╭─ Records for the task
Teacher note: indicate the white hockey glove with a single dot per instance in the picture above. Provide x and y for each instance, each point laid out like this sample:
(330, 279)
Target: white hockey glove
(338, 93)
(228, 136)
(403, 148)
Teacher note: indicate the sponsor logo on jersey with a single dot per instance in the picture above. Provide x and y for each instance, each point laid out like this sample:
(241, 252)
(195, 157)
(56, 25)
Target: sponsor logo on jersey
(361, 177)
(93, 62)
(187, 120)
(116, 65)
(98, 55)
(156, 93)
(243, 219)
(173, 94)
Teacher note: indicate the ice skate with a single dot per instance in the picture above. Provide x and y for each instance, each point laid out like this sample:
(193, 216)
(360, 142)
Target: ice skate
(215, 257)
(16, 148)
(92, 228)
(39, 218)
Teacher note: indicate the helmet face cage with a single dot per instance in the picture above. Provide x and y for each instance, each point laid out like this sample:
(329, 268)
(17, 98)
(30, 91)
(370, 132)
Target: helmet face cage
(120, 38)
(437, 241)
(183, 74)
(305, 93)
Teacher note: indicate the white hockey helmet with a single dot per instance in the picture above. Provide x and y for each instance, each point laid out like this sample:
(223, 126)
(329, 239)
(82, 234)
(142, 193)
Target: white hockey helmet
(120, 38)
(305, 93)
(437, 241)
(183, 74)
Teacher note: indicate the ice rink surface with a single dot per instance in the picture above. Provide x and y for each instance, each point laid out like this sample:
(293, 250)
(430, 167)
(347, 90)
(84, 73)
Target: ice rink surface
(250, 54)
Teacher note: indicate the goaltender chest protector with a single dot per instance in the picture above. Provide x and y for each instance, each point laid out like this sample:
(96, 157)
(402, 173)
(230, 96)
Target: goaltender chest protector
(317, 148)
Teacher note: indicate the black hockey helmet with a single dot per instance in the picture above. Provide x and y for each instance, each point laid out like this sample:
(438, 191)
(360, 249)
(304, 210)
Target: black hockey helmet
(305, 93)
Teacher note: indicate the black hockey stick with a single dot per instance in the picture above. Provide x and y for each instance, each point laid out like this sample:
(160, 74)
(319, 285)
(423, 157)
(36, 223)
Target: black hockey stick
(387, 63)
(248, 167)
╰─
Instructions to follow:
Print all of the entries exactly as they are written.

Answer to this problem:
Teacher note: indicate the white hockey glove with a single dot per instance in the picture above. Provide x and y for each instance, each point laid out like this sample:
(330, 279)
Target: white hockey glove
(338, 93)
(228, 136)
(403, 148)
Teacher note: indicate the sponsor logo on jersey with a single dot per instance in the picture above. Provide x and y for each instance, each point laid out like this sample:
(241, 252)
(195, 157)
(56, 25)
Target: sponsor logo on jersey
(361, 177)
(93, 62)
(187, 120)
(116, 65)
(98, 55)
(156, 93)
(243, 219)
(173, 94)
Teacher note: indicate the ice skate with a single dot per instance in the picture above. Provide x and y for each instance, each point laid out like this sample:
(193, 216)
(360, 142)
Target: ice skate
(215, 257)
(16, 148)
(92, 228)
(39, 218)
Teacher note: indicate the helmet face cage with a single dot per instance in the picture above. Provide x and y for each instance, each point laid out like this sample:
(329, 268)
(17, 98)
(30, 91)
(370, 132)
Target: helmet face cage
(120, 38)
(437, 241)
(183, 74)
(305, 93)
Teacher note: indicate the white hockey helmet with a single dot per instance in the picture above. Provide x and y for each instance, each point laid out like this sample:
(223, 126)
(329, 239)
(82, 234)
(142, 193)
Target: white hockey helmet
(120, 38)
(305, 93)
(437, 241)
(183, 74)
Teacher note: indicate the ice rink surface with a single dot per instance in the picture above. Provide x and y for each instance, each point laid out like this sample:
(293, 250)
(430, 167)
(347, 90)
(84, 73)
Target: ice rink surface
(250, 54)
Teacher note: indicate the goaltender chest protector with a single dot per instance in the picture above. Provide x and y for each instance, each point laid out like this sample:
(96, 157)
(402, 173)
(230, 96)
Target: goaltender chest protector
(317, 148)
Teacher note: indicate the black hockey helmet with a single dot per instance in the picture above. Provide x and y for each instance, each point laid out like this sample:
(438, 191)
(360, 249)
(304, 210)
Target: black hockey helmet
(305, 93)
Teacher note: indicate the black hockey stick with a single dot per instance in the picture above. Provide x and y for each instance, each point laid out like this sample:
(160, 74)
(319, 285)
(423, 157)
(36, 223)
Target: black hockey stick
(387, 63)
(248, 167)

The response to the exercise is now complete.